> VOTRE TÂCHE
Veuillez répondre à ces questions d'après le texte sur le pollen des abeilles.
(a) Contre quoi les apiculteurs du Réseau Biodiversité pour les abeilles cherchent-ils d'abord à prémunir leurs colonies grâce aux jachères apicoles ?
(b) Quels sont les trois composants de la « bouillie » préparée par les jeunes ouvrières ?
(c) Que sécrètent les glandes hypopharyngiennes ?

À travers les jachères apicoles, les apiculteurs impliqués dans le Réseau Biodiversité pour les abeilles cherchent en premier lieu à prémunir leurs colonies contre toute insuffisance dans les approvisionnements en pollen. Improprement surnommé « le pain des abeilles », le pollen constitue en effet de la seule et irremplaçable source de protéines pour la colonie. Les jeunes ouvrières s’en servent pour constituer une « bouillie » (eau, miel, pollen), réservée aux larves amenées elles-aussi à devenir des ouvrières. La moindre carence protéique à ce stade conduit à la formation d’insectes plus chétifs, moins résistants et avec certains organes atrophiées. Ces le cas des glandes hypopharyngiennes qui sécrètent la gelée royale nécessaire à la reine et aux très jeunes larves.

> ENREGISTREMENTS EXTRAITS
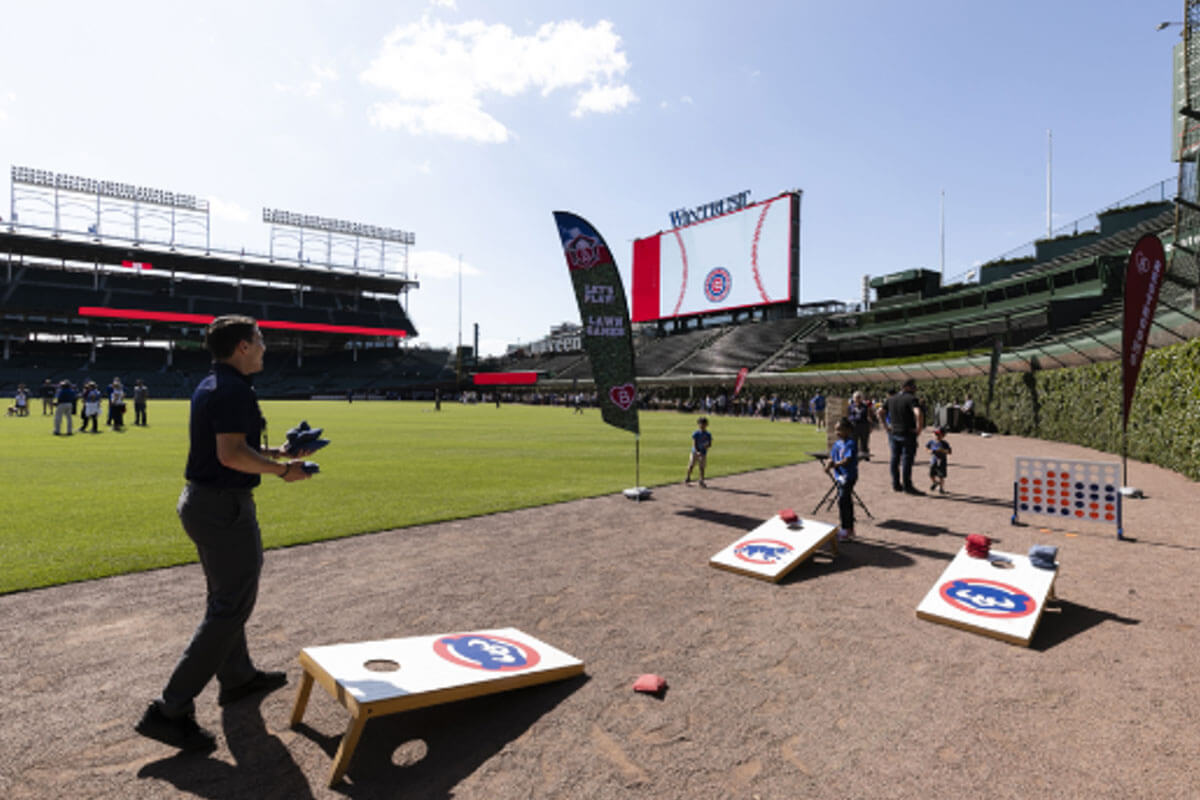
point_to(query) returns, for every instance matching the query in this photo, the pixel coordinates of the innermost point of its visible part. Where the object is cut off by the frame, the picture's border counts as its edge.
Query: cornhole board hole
(774, 548)
(372, 679)
(1071, 489)
(1001, 596)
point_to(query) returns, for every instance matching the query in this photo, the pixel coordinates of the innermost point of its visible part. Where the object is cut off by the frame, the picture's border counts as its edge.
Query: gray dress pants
(223, 525)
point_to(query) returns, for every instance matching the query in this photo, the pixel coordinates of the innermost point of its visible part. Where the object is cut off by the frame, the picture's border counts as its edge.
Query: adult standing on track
(64, 407)
(859, 415)
(47, 397)
(905, 422)
(225, 463)
(139, 402)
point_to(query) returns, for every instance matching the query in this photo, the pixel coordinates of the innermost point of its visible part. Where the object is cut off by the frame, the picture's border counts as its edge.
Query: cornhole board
(1001, 596)
(774, 548)
(372, 679)
(1068, 488)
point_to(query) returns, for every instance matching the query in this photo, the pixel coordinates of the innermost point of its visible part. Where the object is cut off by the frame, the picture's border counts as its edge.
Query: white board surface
(433, 663)
(1001, 596)
(774, 548)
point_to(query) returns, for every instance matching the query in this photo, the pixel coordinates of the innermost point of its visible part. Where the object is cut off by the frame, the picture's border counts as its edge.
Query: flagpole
(637, 463)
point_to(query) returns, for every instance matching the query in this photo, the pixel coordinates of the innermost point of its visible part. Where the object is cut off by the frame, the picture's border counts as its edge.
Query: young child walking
(939, 459)
(701, 440)
(843, 464)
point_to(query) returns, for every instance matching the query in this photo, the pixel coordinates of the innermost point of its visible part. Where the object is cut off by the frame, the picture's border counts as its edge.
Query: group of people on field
(904, 420)
(64, 401)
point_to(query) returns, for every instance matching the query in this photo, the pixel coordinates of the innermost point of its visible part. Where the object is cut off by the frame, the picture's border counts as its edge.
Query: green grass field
(94, 505)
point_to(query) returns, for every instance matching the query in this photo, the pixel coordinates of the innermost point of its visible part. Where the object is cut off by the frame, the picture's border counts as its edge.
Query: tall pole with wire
(1049, 182)
(459, 352)
(942, 236)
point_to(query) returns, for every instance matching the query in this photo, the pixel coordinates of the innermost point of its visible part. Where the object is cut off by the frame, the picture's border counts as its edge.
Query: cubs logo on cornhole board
(379, 678)
(1069, 489)
(1001, 596)
(774, 548)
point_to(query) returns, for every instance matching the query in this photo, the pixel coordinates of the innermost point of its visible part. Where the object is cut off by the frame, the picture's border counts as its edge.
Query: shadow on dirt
(421, 753)
(1071, 619)
(738, 521)
(263, 765)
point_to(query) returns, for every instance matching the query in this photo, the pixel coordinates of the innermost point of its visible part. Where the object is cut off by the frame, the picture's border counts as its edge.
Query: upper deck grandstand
(76, 302)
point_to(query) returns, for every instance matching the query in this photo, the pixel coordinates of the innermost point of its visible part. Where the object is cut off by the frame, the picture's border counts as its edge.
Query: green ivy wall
(1077, 404)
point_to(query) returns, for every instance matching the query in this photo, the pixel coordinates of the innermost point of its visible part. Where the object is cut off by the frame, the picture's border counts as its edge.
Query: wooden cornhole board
(774, 548)
(372, 679)
(985, 596)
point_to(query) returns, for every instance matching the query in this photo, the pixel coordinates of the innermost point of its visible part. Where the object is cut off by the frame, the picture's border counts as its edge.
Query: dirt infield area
(826, 685)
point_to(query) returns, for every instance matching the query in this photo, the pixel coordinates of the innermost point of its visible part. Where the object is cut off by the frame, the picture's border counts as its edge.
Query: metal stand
(831, 494)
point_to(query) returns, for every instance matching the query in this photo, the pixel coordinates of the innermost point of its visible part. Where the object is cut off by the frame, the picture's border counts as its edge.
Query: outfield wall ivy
(1073, 404)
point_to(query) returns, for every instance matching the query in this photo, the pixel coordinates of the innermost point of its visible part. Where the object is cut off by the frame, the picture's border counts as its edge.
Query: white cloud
(604, 100)
(319, 77)
(439, 74)
(463, 120)
(229, 211)
(6, 100)
(437, 266)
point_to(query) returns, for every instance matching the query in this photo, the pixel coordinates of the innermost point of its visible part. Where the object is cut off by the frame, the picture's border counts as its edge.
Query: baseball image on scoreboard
(735, 260)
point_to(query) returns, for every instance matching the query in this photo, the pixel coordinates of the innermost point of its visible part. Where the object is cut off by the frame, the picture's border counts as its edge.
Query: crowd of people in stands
(64, 400)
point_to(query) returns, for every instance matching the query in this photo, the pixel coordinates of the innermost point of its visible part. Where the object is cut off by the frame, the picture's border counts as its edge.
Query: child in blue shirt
(701, 440)
(939, 459)
(843, 464)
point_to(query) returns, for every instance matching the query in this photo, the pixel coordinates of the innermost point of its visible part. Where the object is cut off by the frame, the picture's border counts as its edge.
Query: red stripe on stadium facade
(267, 324)
(505, 378)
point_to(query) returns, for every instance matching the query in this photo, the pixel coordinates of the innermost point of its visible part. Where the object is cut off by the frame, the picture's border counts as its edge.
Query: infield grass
(94, 505)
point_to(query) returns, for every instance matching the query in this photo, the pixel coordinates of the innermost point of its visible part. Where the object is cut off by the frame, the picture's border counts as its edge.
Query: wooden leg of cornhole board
(301, 698)
(346, 750)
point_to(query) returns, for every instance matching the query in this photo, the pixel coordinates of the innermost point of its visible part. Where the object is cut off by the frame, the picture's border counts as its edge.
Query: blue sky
(469, 122)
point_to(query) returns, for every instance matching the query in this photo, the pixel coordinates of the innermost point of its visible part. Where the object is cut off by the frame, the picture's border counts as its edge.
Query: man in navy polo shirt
(216, 507)
(905, 423)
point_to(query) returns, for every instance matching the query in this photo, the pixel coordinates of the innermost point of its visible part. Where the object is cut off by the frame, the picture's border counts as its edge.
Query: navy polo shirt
(225, 402)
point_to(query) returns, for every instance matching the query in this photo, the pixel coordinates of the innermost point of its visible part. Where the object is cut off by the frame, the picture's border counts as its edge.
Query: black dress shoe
(262, 683)
(178, 732)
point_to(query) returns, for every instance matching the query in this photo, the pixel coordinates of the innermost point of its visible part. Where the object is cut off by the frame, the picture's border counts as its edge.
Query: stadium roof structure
(81, 248)
(178, 290)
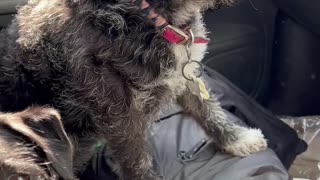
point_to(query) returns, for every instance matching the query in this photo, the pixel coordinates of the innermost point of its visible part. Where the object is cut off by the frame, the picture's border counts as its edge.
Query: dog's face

> RÉPONSE ÉCRITE
(a) Contre toute insuffisance dans les approvisionnements en pollen.
(b) L'eau, le miel et le pollen.
(c) La gelée royale nécessaire à la reine et aux très jeunes larves.